WRITTEN REQUEST 1> Rewrite the passage of the vehicle controller text starting at "[0012] Each of" and ending at "the proprietary communications bus 26.", substituting "private" for each occurrence of "proprietary".

++++ PROVIDED TEXT

The control logic 20 may include volatile, non-volatile memory,
solid state memory, flash memory, random-access memory (RAM),
read-only memory (ROM), electronic erasable programmable read-only
memory (EEPROM), variants of the foregoing memory types,
combinations thereof, and/or any other type(s) of memory suitable
for providing the described functionality and/or storing
computer-executable instructions for execution by the control logic
20. Alternatively, the forward radar controller 15 or the side
radar controller 14 contain control logic for performing vehicle
control in response to video signals or radar signals.
[0012] Each of the camera controller 16, the front radar controller
15 and the side radar controller 14 include a communications port
for communicating via a proprietary communications bus 26. Each
controller is capable of transmitting and receiving messages
indicative of lane markers and obstacles. Each of the camera
controller 16, front radar controller 15 and the side radar
controller 14 include a port for communicating with other
controllers on the vehicle via a vehicle serial communications bus
22. The serial communications bus 22 may use the SAE J1939 protocol
or other vehicle communications protocol. Alternatively, each
controller communicates only with the vehicle serial communications
bus 22, eliminating the proprietary communications bus 26.
[0013] The DAS 10 may also include a display 18. The display 18
indicates to the driver the status of the DAS 10, including object
detection and fault codes. The indication may include audible
indicators, visual indicators or a combination of both. The display
18 communicates with the serial communications bus 22 or may be
directly connected to the camera controller 16. The display 18 may
be dedicated to functions of the DAS 10 or may receive and
communicate messages from other vehicle systems when connected to
the serial communications bus 22.

++++++++
++++ DATA EXCERPTS

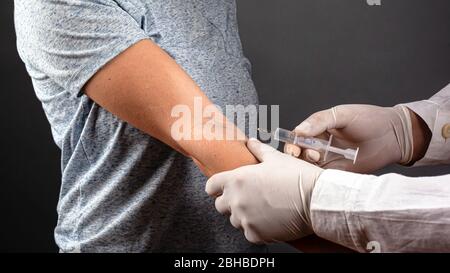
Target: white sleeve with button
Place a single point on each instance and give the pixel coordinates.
(392, 212)
(436, 114)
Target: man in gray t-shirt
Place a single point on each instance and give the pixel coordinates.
(122, 190)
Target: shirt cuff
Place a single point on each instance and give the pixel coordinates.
(333, 200)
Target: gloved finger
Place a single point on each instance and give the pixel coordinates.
(311, 155)
(216, 184)
(222, 205)
(322, 121)
(260, 150)
(252, 236)
(235, 221)
(292, 150)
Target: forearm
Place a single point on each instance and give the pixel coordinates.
(421, 136)
(143, 85)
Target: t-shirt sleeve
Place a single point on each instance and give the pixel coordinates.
(68, 41)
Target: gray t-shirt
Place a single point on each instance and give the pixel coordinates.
(122, 190)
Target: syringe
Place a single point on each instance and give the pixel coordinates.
(317, 144)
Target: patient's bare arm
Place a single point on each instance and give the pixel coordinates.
(142, 85)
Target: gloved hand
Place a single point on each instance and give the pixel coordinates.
(269, 201)
(383, 135)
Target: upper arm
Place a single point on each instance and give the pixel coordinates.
(98, 49)
(143, 85)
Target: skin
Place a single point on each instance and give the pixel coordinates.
(142, 85)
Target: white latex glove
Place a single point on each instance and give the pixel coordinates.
(383, 135)
(269, 201)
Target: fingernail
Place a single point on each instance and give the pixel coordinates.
(304, 127)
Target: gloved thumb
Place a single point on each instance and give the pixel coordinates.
(260, 150)
(318, 123)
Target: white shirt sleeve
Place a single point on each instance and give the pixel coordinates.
(436, 114)
(389, 213)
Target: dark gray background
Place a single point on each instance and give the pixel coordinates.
(307, 55)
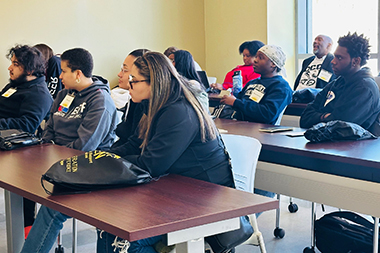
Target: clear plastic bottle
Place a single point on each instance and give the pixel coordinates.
(237, 81)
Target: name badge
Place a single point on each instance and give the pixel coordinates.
(256, 95)
(324, 75)
(9, 92)
(66, 102)
(330, 97)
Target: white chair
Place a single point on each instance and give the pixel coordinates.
(244, 152)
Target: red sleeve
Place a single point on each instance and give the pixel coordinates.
(228, 79)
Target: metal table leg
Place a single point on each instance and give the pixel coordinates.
(14, 221)
(376, 236)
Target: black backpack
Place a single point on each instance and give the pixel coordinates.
(344, 232)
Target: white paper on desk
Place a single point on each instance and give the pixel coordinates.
(224, 92)
(222, 131)
(293, 133)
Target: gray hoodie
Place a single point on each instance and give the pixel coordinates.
(89, 122)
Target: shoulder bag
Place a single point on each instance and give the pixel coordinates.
(94, 170)
(337, 130)
(342, 232)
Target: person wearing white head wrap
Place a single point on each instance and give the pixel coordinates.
(264, 99)
(275, 54)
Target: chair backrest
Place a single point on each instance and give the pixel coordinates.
(244, 152)
(278, 121)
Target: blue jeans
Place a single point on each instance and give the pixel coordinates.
(107, 244)
(44, 231)
(49, 222)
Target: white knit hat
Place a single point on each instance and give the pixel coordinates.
(275, 54)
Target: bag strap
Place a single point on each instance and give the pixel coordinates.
(352, 217)
(43, 186)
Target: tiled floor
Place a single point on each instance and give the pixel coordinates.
(296, 226)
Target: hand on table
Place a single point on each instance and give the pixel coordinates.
(216, 86)
(228, 100)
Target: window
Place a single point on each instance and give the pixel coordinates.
(336, 18)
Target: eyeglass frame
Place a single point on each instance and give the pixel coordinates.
(131, 82)
(123, 70)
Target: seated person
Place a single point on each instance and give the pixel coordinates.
(25, 101)
(262, 100)
(175, 117)
(184, 64)
(83, 117)
(169, 52)
(249, 50)
(316, 70)
(132, 112)
(354, 95)
(53, 69)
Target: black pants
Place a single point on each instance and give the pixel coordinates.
(29, 212)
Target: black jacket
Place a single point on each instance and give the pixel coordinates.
(356, 100)
(130, 121)
(27, 107)
(326, 65)
(175, 147)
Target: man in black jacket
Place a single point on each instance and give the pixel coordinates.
(25, 101)
(316, 70)
(354, 96)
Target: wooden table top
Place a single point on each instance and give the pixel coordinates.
(354, 159)
(172, 203)
(295, 109)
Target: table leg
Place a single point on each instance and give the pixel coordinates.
(191, 246)
(191, 240)
(14, 221)
(376, 236)
(75, 236)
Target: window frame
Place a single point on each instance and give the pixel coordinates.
(304, 37)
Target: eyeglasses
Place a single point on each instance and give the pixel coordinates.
(122, 69)
(131, 82)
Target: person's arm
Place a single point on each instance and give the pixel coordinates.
(296, 83)
(227, 83)
(95, 126)
(48, 134)
(314, 112)
(355, 107)
(173, 132)
(33, 109)
(267, 110)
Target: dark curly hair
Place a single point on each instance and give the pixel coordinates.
(251, 46)
(357, 46)
(30, 58)
(79, 59)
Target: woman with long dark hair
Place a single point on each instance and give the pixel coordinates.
(176, 135)
(184, 64)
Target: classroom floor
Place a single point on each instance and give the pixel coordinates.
(296, 225)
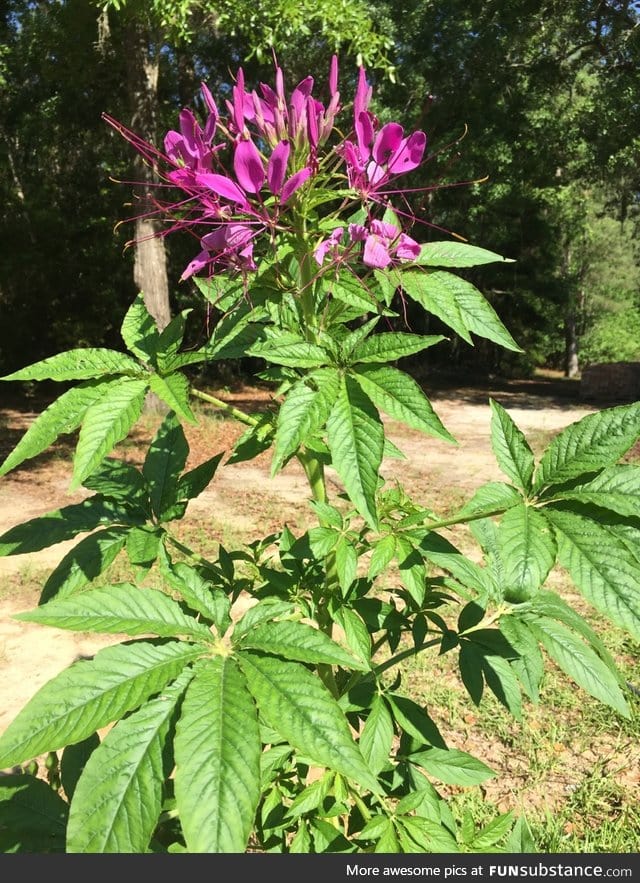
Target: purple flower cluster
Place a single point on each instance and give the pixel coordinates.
(240, 175)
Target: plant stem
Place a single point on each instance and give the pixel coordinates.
(404, 654)
(226, 407)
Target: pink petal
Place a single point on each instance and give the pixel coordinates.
(387, 143)
(277, 167)
(376, 253)
(223, 186)
(333, 75)
(248, 166)
(196, 264)
(364, 134)
(409, 155)
(294, 182)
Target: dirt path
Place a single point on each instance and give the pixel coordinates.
(240, 496)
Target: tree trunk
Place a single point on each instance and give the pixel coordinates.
(572, 366)
(150, 265)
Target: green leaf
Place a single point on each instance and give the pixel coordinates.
(199, 593)
(415, 721)
(119, 480)
(492, 498)
(61, 417)
(579, 662)
(298, 641)
(594, 442)
(139, 331)
(452, 766)
(297, 705)
(59, 525)
(616, 488)
(193, 483)
(401, 397)
(355, 632)
(164, 462)
(119, 609)
(436, 298)
(601, 566)
(528, 551)
(290, 350)
(91, 694)
(427, 835)
(73, 761)
(118, 798)
(82, 363)
(459, 304)
(33, 817)
(174, 391)
(457, 254)
(349, 290)
(142, 546)
(356, 439)
(529, 666)
(346, 561)
(388, 346)
(377, 734)
(511, 448)
(217, 752)
(106, 422)
(87, 560)
(303, 412)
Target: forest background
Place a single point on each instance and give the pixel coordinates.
(532, 112)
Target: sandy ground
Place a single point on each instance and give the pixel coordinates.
(30, 655)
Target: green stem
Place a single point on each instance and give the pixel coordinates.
(476, 516)
(226, 407)
(404, 654)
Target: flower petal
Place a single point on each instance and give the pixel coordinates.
(277, 167)
(294, 182)
(248, 166)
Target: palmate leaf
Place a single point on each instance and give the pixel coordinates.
(174, 392)
(528, 551)
(164, 462)
(118, 798)
(33, 817)
(91, 694)
(452, 766)
(297, 705)
(303, 412)
(457, 254)
(61, 417)
(199, 594)
(601, 566)
(356, 440)
(87, 560)
(217, 754)
(196, 480)
(616, 488)
(139, 331)
(400, 396)
(82, 363)
(388, 346)
(290, 350)
(589, 445)
(510, 447)
(377, 735)
(119, 609)
(63, 524)
(580, 662)
(106, 422)
(459, 304)
(299, 641)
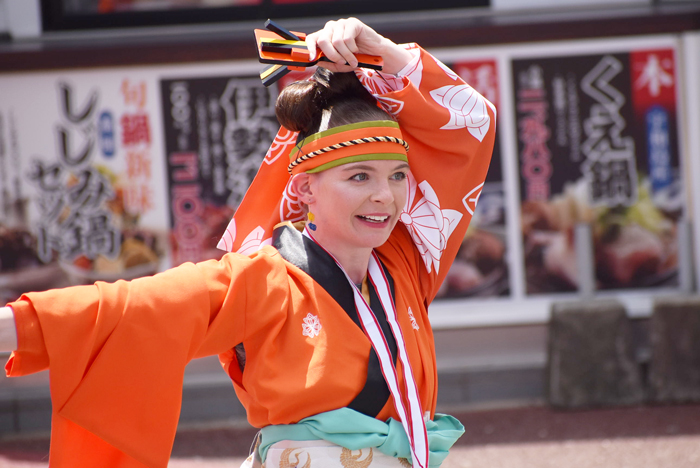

++++++++

WRITTEN REQUEST 2> Return every line of the records that contains the string "shirt", treating uppercase and lowercase as distinct.

CORRECT OUTPUT 1>
[0012] Each of the camera controller 16, the front radar controller
15 and the side radar controller 14 include a communications port
for communicating via a private communications bus 26. Each
controller is capable of transmitting and receiving messages
indicative of lane markers and obstacles. Each of the camera
controller 16, front radar controller 15 and the side radar
controller 14 include a port for communicating with other
controllers on the vehicle via a vehicle serial communications bus
22. The serial communications bus 22 may use the SAE J1939 protocol
or other vehicle communications protocol. Alternatively, each
controller communicates only with the vehicle serial communications
bus 22, eliminating the private communications bus 26.

CORRECT OUTPUT 2>
Target: man in gray t-shirt
Target: shirt cuff
Target: t-shirt sleeve
Target: gray t-shirt
Target: white shirt sleeve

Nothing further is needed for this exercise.